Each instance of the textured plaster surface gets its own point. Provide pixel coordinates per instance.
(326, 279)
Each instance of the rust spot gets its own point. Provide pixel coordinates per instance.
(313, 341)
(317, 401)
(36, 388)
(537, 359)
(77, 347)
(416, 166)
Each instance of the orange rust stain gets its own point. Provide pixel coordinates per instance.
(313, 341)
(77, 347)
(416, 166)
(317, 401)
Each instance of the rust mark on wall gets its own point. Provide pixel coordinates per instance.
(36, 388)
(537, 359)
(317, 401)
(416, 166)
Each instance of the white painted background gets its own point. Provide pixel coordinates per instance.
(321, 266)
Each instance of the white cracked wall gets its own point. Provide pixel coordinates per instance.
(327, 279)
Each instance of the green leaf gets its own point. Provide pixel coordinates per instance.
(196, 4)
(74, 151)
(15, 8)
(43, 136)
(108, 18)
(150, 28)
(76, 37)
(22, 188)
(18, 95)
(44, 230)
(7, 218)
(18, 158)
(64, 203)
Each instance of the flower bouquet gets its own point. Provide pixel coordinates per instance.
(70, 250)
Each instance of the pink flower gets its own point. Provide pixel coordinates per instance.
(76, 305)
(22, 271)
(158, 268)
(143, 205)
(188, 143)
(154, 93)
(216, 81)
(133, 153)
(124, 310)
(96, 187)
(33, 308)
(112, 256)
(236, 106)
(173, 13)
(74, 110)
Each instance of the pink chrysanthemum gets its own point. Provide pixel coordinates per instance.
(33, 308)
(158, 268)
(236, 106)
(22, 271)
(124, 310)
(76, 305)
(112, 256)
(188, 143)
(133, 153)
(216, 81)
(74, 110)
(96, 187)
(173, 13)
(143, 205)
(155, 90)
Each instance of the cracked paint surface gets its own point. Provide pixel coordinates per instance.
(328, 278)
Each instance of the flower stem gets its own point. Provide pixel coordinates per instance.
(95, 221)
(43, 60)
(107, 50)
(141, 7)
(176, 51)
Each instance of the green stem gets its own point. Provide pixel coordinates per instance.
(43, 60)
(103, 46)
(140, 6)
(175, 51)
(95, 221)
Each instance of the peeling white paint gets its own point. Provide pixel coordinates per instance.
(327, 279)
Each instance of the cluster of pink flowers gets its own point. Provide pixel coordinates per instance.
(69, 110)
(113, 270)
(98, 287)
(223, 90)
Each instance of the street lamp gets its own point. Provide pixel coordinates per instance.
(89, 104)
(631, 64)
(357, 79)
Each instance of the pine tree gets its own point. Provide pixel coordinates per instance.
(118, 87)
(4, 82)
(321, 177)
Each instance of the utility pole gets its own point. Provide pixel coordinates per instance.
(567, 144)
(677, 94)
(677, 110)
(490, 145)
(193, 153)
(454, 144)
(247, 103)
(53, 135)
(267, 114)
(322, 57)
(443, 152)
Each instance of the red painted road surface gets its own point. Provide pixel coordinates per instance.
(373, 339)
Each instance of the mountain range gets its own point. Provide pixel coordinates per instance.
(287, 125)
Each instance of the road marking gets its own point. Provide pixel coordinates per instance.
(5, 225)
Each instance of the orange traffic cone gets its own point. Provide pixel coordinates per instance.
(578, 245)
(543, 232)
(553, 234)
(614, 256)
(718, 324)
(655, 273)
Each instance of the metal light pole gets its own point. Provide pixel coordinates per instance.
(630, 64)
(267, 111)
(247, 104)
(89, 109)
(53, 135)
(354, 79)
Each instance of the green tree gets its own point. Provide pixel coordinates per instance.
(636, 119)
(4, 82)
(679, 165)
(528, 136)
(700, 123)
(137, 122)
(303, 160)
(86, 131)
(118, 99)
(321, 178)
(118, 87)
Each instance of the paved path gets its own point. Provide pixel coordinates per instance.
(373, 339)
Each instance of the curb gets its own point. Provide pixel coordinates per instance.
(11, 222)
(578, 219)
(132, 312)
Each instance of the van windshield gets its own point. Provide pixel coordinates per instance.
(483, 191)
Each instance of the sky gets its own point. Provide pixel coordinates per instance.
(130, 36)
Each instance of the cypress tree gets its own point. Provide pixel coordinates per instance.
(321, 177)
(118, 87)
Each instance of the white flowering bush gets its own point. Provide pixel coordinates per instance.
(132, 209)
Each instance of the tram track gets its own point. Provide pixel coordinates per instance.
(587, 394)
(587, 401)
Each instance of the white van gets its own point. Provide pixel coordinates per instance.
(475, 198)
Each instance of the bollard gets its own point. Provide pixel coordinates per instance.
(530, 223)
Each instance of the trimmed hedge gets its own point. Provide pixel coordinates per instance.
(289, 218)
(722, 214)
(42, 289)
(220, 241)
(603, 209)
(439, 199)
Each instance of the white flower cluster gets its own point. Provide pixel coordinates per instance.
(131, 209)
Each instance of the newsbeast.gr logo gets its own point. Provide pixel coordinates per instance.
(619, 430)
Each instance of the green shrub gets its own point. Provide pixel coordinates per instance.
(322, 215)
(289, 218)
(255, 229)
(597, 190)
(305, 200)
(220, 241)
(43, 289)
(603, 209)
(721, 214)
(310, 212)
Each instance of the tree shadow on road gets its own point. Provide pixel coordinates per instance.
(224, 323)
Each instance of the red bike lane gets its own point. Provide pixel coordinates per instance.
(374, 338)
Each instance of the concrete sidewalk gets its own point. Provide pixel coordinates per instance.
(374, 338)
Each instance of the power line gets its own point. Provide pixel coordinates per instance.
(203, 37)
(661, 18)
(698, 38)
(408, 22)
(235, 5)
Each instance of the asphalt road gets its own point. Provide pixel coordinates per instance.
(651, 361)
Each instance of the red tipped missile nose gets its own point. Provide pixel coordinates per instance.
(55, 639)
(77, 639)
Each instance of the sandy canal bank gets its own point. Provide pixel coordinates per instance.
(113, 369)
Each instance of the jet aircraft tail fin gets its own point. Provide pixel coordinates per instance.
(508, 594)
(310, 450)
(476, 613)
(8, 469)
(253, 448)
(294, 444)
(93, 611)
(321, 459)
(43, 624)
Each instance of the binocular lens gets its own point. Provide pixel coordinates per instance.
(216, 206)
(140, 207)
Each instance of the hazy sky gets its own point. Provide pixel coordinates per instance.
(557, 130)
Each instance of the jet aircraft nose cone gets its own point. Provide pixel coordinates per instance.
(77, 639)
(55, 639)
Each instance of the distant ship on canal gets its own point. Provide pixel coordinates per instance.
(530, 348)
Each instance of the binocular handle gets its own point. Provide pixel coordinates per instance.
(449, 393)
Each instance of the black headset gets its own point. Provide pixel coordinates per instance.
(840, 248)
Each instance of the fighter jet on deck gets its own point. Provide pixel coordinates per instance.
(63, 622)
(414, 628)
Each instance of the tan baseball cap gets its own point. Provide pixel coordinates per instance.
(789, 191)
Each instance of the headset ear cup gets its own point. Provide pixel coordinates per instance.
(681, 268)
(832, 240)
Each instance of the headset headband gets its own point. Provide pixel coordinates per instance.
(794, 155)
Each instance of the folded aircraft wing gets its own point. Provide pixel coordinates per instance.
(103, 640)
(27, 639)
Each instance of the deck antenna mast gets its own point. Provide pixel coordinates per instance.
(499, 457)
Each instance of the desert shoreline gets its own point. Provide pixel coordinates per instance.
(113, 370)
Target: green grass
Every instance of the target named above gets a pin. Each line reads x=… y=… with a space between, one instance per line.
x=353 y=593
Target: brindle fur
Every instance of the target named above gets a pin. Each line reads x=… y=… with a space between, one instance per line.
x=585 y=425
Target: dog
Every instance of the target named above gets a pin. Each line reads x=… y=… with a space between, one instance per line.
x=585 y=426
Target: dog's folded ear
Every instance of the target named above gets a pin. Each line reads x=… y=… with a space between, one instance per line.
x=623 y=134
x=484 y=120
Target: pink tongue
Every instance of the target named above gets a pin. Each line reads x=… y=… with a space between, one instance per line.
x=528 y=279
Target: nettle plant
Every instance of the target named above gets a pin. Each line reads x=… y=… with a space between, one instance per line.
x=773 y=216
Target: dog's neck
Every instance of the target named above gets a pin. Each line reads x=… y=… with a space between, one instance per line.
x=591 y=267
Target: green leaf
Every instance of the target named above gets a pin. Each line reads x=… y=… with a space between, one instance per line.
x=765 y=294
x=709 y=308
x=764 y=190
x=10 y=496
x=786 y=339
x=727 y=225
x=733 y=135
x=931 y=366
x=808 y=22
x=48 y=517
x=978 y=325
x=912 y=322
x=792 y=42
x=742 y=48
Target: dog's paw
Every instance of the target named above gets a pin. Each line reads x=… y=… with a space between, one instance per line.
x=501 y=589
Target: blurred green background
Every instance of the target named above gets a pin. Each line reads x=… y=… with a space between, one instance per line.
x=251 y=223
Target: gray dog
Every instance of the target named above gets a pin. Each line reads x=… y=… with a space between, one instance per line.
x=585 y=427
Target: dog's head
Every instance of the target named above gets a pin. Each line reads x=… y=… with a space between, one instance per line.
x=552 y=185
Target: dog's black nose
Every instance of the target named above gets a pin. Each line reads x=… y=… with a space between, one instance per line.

━━━

** Task item **
Starting with the line above that holds "Each instance of the binocular handle" and stopping with the line that holds "Target: green grass", reproduce each line exactly, omitting all other lines.

** Task output **
Each instance of the binocular handle gets its own point. Provide pixel coordinates per instance.
(449, 393)
Each instance of the black headset gets its own point. Provide pixel coordinates per instance.
(840, 248)
Each instance of the fighter jet on deck gets its own point. Provide pixel coordinates per instance.
(63, 622)
(414, 628)
Each instance of the tan baseball cap gets its own point. Provide pixel coordinates per instance.
(789, 191)
Each instance of the headset ear cup gets its own point. Provide pixel coordinates per instance.
(681, 268)
(832, 240)
Each instance of the headset headband gets its own point. Provide pixel coordinates per instance.
(794, 155)
Each instance of the folded aircraft wing gets its own point. Provide pixel coordinates per instance.
(103, 640)
(27, 639)
Each instance of the deck antenna mast gets its own point. Provide pixel coordinates per instance.
(499, 457)
Each instance of the desert shoreline gets its own point. Provide pixel coordinates per instance.
(113, 370)
Target: green grass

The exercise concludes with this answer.